In my opinon, based on 14 years of experience living in community and
visiting many others is there is  a tragic mistake made in too many
cohousing groups in terms of group work endeavors. The mistake is this,
equality vs. happiness. I think the ulitmate goal of any group context
should be to maximize the happiness of its members. This where rules about
work time tend to crash. I have a partner whose greatest happiness would be
to spend 8 hours in the community garden, weeding, tending plants, etc. She
loves gardening and would do it for hours and hours. If we were going to be
equal about it, we would need to have everybody do the same amount of hours,
or cut back on her hours. Neither course induces happiness. 

I have another neighbor who finds great joy in the presence and mentoring of
toddlers. She dotes on the them, and it is frankly wonderful for her and the
kids. She does not enjoy gardening at all. Why is it OK to force her to
garden in the name of equality? This makes no sense to me. She often
volunteers to be with toddlers while their parents do various communty
tasks, such as making community dinner. She loves this way to contribute.
Why does it matter how many hours she contributes? She does what she loves,
when she can. She is very happy living here.

__MATERIAL SHOWN__
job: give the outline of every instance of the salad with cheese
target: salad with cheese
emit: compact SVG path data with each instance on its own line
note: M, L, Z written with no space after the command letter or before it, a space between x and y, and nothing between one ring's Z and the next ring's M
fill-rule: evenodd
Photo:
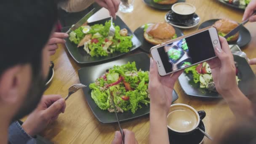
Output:
M110 21L106 21L104 25L83 25L70 32L69 40L77 45L77 48L83 46L83 49L92 57L106 56L115 52L129 51L133 46L132 35L128 35L127 29L120 29L119 26L116 26L114 37L109 37L110 26Z
M236 67L236 78L237 84L241 80L238 78L238 70ZM211 75L210 66L206 62L195 65L185 69L184 72L188 74L191 73L193 75L193 82L200 83L199 88L205 89L210 91L217 92Z
M135 62L114 66L91 83L91 98L99 107L115 112L109 90L117 112L136 110L149 103L149 72L138 70Z

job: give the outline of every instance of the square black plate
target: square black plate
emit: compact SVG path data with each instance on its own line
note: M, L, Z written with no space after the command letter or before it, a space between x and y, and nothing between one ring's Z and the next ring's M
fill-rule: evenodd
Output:
M122 58L115 61L93 66L86 67L78 70L79 80L81 83L88 86L90 83L94 83L95 80L106 72L106 70L113 67L114 65L121 65L127 64L128 61L135 61L138 69L141 69L143 71L149 69L149 58L144 53L140 53L134 55ZM92 111L99 121L103 123L117 122L115 113L110 113L107 110L101 109L91 98L91 91L88 87L83 89L85 97ZM173 101L178 99L176 92L173 91ZM135 114L131 111L118 113L117 115L120 121L123 121L141 117L149 113L149 105L144 106L138 109Z
M250 65L245 59L233 55L235 61L237 63L239 71L238 77L241 80L238 83L238 87L243 93L245 95L255 93L256 90L256 77ZM192 78L192 77L191 77ZM189 78L183 72L179 77L179 82L185 93L188 95L208 97L221 98L221 96L218 93L211 92L208 91L203 91L199 88L196 88L191 85L189 82ZM203 93L202 92L204 92Z
M212 26L215 22L220 20L220 19L213 19L205 21L200 25L199 29L203 29L204 28ZM237 40L232 42L229 43L229 45L237 45L240 48L243 47L247 45L251 39L251 34L248 29L247 29L244 26L242 26L239 29L239 36Z
M88 23L88 25L90 26L93 25L95 24L104 24L105 22L108 20L110 20L110 18L103 19L98 21L94 21L90 23ZM130 52L135 50L141 46L141 43L139 40L136 36L134 35L131 32L131 29L128 27L128 26L123 21L123 20L118 16L117 16L116 19L113 20L113 22L115 23L115 25L119 26L121 29L126 28L128 30L128 35L133 35L132 41L133 42L133 47L130 48ZM61 31L64 32L67 32L70 27L64 27L61 29ZM99 62L103 61L106 61L111 59L116 58L125 54L126 53L121 53L120 52L116 52L112 53L107 56L101 57L92 57L91 56L87 53L84 50L82 47L80 48L77 47L77 45L71 42L68 38L65 39L66 40L66 47L67 50L73 57L74 59L79 64L88 64L96 62Z

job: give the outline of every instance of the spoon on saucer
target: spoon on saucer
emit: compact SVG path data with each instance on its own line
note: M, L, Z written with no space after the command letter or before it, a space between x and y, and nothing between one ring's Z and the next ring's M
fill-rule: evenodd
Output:
M204 131L203 131L202 129L201 129L201 128L197 128L197 129L199 130L199 131L201 131L202 132L202 133L203 133L203 134L204 134L205 136L206 136L209 139L210 139L210 140L211 140L212 141L213 139L213 138L211 137L211 136L210 136L210 135L209 135L206 133L205 133L205 132L204 132Z

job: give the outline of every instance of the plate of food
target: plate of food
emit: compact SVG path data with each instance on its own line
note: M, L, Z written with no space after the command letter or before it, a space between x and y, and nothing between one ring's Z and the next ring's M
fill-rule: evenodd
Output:
M184 35L179 29L166 22L145 24L135 30L134 35L141 43L140 48L148 53L155 45Z
M219 35L224 37L238 24L237 22L228 19L213 19L202 23L199 29L213 25L216 27ZM251 39L250 32L242 26L237 33L228 37L227 40L229 44L237 45L240 48L242 48L249 43Z
M119 60L78 70L85 97L95 117L103 123L117 122L109 102L109 87L120 121L149 113L150 96L148 91L149 58L140 53ZM173 92L173 101L178 99Z
M170 10L172 5L176 3L184 3L185 0L143 0L148 6L162 10Z
M245 95L256 92L254 87L256 78L246 60L233 55L238 87ZM179 77L179 81L185 93L188 95L208 98L221 98L216 91L211 69L203 62L185 69Z
M119 17L113 20L115 32L109 37L110 18L85 24L71 32L66 39L66 46L79 64L88 64L109 60L139 48L141 43ZM69 27L62 28L63 32Z
M218 0L219 2L229 6L244 10L251 0Z

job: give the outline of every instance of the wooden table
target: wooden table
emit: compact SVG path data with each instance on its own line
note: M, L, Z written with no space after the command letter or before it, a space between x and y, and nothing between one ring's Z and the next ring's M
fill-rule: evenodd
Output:
M228 18L241 22L243 11L224 5L217 0L187 0L195 5L196 13L200 16L200 23L210 19ZM132 30L147 23L164 21L166 11L161 11L148 7L141 0L135 0L134 10L131 13L118 12L117 15ZM106 15L101 13L99 15ZM250 31L252 40L243 50L249 58L256 57L256 29L255 23L246 24ZM189 34L198 28L183 29L184 34ZM60 45L57 53L51 57L55 64L53 79L45 94L59 94L63 97L67 94L69 87L80 83L77 70L83 67L72 59L64 45ZM254 72L256 67L253 67ZM203 120L206 131L214 135L214 128L220 125L220 121L228 121L225 119L232 116L228 106L222 99L200 99L184 94L179 83L175 90L179 99L174 103L189 104L197 110L204 110L207 115ZM46 139L55 144L109 144L114 138L114 132L118 130L116 124L102 124L100 123L91 111L82 90L74 94L67 101L64 114L61 114L57 120L42 133ZM123 128L135 132L136 139L140 144L148 142L149 123L148 115L122 123ZM205 139L205 143L208 143Z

__TASKS__
1 - In the cohousing passage, copy word for word the stretch from "I have another" through "happy living here.".
2 - According to the cohousing passage, what does the neighbor who loves toddlers often volunteer to do?
3 - In one to three sentences, explain why the cohousing passage says equal work-hour rules fail in the case of the partner who loves gardening.

__SOLUTIONS TO THE TASKS__
1 -
I have another neighbor who finds great joy in the presence and mentoring of
toddlers. She dotes on the them, and it is frankly wonderful for her and the
kids. She does not enjoy gardening at all. Why is it OK to force her to
garden in the name of equality? This makes no sense to me. She often
volunteers to be with toddlers while their parents do various communty
tasks, such as making community dinner. She loves this way to contribute.
Why does it matter how many hours she contributes? She does what she loves,
when she can. She is very happy living here.

2 - She volunteers to be with toddlers while their parents do community tasks, such as making community dinner.

3 - The writer holds that a group should aim to make its members as happy as possible. Being equal would mean either making everyone put in the same hours as the gardening partner or cutting back her hours, and neither choice leads to happiness.